• [PROBLEM]
Please copy the data below, substituting "occurrence" for each "instance" and leaving everything else unchanged.

Dataset rows:
——

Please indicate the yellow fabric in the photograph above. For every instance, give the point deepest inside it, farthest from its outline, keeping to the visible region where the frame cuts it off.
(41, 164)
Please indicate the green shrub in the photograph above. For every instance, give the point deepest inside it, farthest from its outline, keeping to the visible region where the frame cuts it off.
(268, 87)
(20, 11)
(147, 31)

——

• [RESULT FOR THIS TASK]
Please indicate the yellow fabric in the photograph above. For every occurrence, give the point deepest inside it, farthest from its outline, keeping to the visible region where the frame cuts it off.
(41, 164)
Please indicate the green shrub in the photograph above. For every occurrence, give the point deepest inside it, farthest from its outline, keeping to the visible region where the frame cuts it off.
(268, 87)
(20, 11)
(147, 31)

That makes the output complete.